* [PAGE EXTRACT]
___
Tag Archives: fisherman

Night life in Happy Jack’s: A dog and fish story

by Dell Franklin

IMG_6070A packed Friday night, the band’s cranking, the fleet’s in, the crowd’s juiced just enough to release inhibitions but not yet stuporous or apeshit, a magical time for a bartender, and then this wolfish-looking guy in a hooded sweatshirt and knee-high rubber boots comes in with a pit bull and not just any pit bull. He’s a fisherman, no doubt, but I’ve never seen him in here before and right off my fellow emotional tyrant of a bartender, Jessi, is hysterical at the sight of his dog, both of them wedging into the crowd as those well-behaved dogs of several local fisherman perk up under the feet of their masters along the bar, between stools and under tables. Jessi, known to tongue-lash and punch out guys, quails like a terrified kitten.

My policy is to allow dogs in Happy Jack’s. Though the county has banned dogs in bars for health reasons, supposedly, it’s my contention the dogs owned by violent prone patrons of this particular bar work as a calming affect, like a tranquilizer, and, since all their dogs get along splendidly, it gives them a chance to compliment each other and brag about their dogs, all of them ideal companions on the high seas.
___
* [RECORD SET]
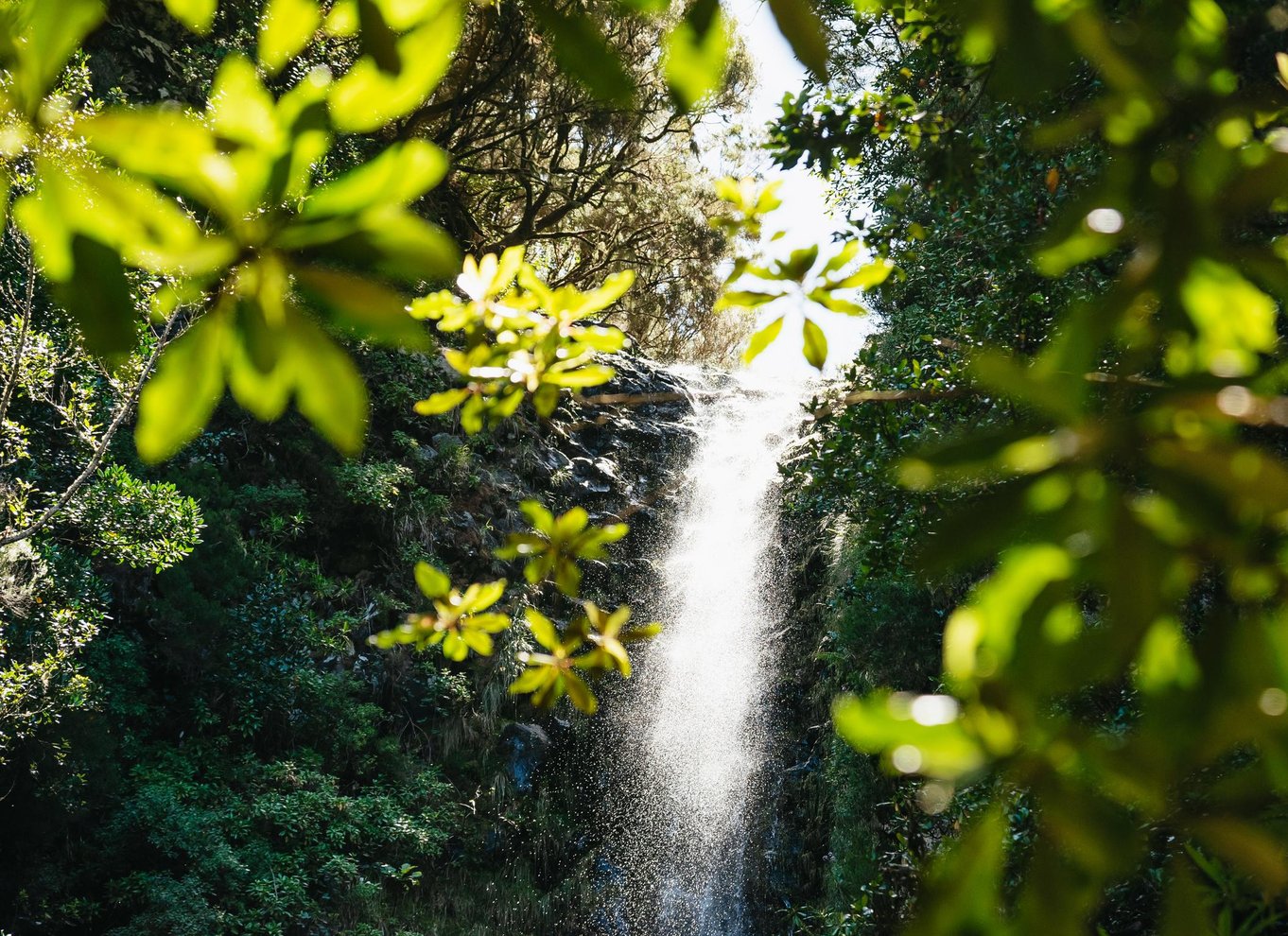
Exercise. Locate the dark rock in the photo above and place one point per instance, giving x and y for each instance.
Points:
(527, 747)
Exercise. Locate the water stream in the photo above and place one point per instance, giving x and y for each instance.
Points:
(698, 732)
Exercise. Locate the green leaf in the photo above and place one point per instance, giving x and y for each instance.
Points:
(581, 50)
(1248, 847)
(543, 629)
(376, 38)
(744, 299)
(761, 340)
(178, 401)
(328, 389)
(52, 30)
(804, 31)
(391, 242)
(963, 887)
(399, 175)
(815, 344)
(366, 308)
(430, 581)
(696, 53)
(241, 109)
(198, 16)
(98, 295)
(285, 31)
(367, 96)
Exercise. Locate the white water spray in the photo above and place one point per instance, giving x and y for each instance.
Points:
(700, 729)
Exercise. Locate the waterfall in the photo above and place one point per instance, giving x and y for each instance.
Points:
(694, 737)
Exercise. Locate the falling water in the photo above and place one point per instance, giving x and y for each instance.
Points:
(698, 730)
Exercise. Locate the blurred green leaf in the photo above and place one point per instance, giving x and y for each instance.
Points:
(815, 344)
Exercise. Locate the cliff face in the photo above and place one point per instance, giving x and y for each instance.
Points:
(246, 756)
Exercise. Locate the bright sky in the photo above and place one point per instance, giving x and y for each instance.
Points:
(805, 214)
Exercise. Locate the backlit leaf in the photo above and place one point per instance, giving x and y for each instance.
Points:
(761, 340)
(815, 344)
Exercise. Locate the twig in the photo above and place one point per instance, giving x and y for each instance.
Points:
(124, 409)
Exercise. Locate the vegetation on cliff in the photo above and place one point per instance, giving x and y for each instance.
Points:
(422, 238)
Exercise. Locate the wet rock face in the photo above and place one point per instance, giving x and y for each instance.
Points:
(526, 747)
(616, 454)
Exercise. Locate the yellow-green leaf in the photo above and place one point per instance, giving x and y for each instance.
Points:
(761, 340)
(178, 401)
(287, 28)
(815, 344)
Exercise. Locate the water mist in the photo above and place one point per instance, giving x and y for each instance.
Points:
(694, 734)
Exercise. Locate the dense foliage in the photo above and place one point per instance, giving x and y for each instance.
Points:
(1059, 441)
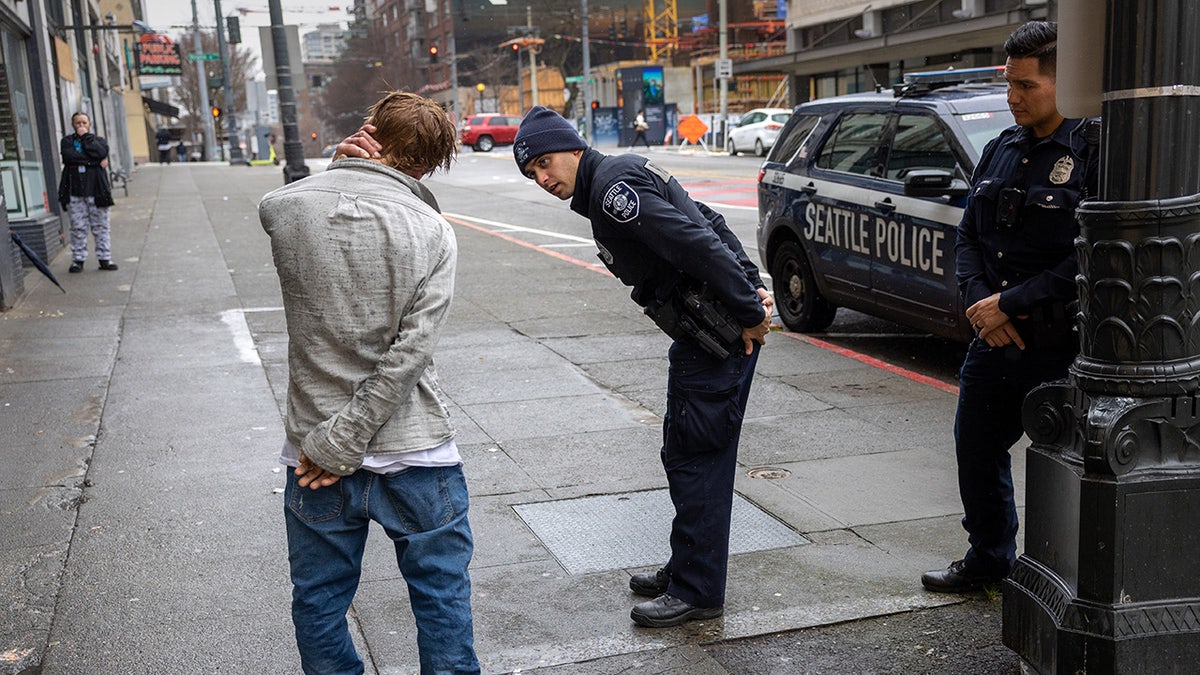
___
* [TASK GOAL] List every place the Happy Jack's story says the local fishermen's dogs are when the man with the pit bull comes in.

* [ANSWER TO THE PROBLEM]
- Under the feet of their masters along the bar
- Between stools
- Under tables